--- BEGIN EXERCISE MATERIAL ---

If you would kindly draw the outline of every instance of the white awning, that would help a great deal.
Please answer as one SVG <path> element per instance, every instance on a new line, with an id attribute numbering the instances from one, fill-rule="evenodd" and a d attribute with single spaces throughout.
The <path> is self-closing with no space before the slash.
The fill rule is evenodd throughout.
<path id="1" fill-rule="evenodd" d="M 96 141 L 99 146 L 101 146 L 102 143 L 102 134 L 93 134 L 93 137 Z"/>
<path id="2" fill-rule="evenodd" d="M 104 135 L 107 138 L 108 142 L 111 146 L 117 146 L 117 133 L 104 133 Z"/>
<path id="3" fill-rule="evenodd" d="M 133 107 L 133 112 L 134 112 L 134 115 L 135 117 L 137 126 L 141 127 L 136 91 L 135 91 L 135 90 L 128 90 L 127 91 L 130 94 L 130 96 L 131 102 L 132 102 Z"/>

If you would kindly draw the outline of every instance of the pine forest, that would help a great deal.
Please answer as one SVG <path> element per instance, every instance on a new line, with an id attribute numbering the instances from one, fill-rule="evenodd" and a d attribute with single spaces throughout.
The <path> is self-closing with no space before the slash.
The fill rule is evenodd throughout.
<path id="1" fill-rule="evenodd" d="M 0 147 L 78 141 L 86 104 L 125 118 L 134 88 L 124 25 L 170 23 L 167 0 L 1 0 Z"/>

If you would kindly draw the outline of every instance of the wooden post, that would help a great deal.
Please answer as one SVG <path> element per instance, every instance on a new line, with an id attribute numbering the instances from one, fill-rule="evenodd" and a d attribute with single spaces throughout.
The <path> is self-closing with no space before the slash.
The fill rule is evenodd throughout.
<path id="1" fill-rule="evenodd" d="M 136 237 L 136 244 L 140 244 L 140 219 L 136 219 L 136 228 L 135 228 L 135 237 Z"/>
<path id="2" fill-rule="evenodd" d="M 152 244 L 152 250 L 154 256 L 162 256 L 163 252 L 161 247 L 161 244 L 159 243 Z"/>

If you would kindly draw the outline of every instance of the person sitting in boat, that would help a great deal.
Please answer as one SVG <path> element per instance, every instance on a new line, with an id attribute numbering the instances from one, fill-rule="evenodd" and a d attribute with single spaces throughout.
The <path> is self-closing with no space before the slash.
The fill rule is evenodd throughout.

--- END EXERCISE MATERIAL ---

§ TASK PROMPT
Could you copy every one of the lines above, word for word and character for character, without changing anything?

§ SOLUTION FOR THIS TASK
If you would kindly draw the outline of every instance of the white awning, that would help a great deal.
Please answer as one SVG <path> element per instance, every instance on a new line, with an id attribute numbering the instances from one, fill-rule="evenodd" and a d attribute with single spaces throughout.
The <path> is self-closing with no space before the slash.
The fill rule is evenodd throughout.
<path id="1" fill-rule="evenodd" d="M 96 141 L 99 146 L 101 146 L 102 143 L 102 134 L 93 134 L 93 137 Z"/>
<path id="2" fill-rule="evenodd" d="M 104 135 L 107 138 L 108 142 L 111 146 L 117 146 L 117 133 L 104 133 Z"/>
<path id="3" fill-rule="evenodd" d="M 133 107 L 133 112 L 134 112 L 134 115 L 135 117 L 137 126 L 141 127 L 136 91 L 135 91 L 135 90 L 128 90 L 127 91 L 130 94 L 130 96 L 131 102 L 132 102 Z"/>

If you would kindly draw the outline of every instance of the pine forest, that would help a great deal.
Please answer as one SVG <path> element per instance, every instance on a new line, with an id attribute numbering the instances from one, fill-rule="evenodd" and a d attribute with single spaces throughout.
The <path> is self-closing with no space before the slash.
The fill rule is evenodd throughout.
<path id="1" fill-rule="evenodd" d="M 0 147 L 78 141 L 86 104 L 125 118 L 134 88 L 124 25 L 170 23 L 167 0 L 1 0 Z"/>

If you would kindly draw the outline of every instance of the wooden post, that would help a great deal.
Please answer as one SVG <path> element per instance, every instance on a new line, with an id attribute numbering the instances from one, fill-rule="evenodd" and a d attribute with single spaces throughout.
The <path> is self-closing with no space before the slash.
The fill rule is evenodd throughout.
<path id="1" fill-rule="evenodd" d="M 136 237 L 136 244 L 140 244 L 140 219 L 136 219 L 136 228 L 135 228 L 135 237 Z"/>
<path id="2" fill-rule="evenodd" d="M 152 244 L 152 250 L 154 256 L 162 256 L 163 252 L 161 247 L 161 244 L 159 243 Z"/>

If you would kindly draw the outline of every instance of the person sitting in boat, that would help a great deal.
Please answer as one SVG <path> element per instance, every instance on a new line, with an id attribute numbering the instances from one, fill-rule="evenodd" and a d attribute with single spaces throughout.
The <path> is self-closing with no space before the slash.
The fill rule is evenodd throughout.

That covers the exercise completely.